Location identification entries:
****************************************

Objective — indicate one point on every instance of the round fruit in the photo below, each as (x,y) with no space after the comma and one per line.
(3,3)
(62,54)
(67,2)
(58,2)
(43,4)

****************************************

• **Work to do**: Rewrite the entries above with "round fruit" swapped for "spherical fruit", keeping every other word and mark as it stands.

• **Task answer**:
Objective — indicate one point on every instance of the spherical fruit in the photo below, each as (x,y) with no space after the comma and one per line.
(3,3)
(62,54)
(67,2)
(58,2)
(43,4)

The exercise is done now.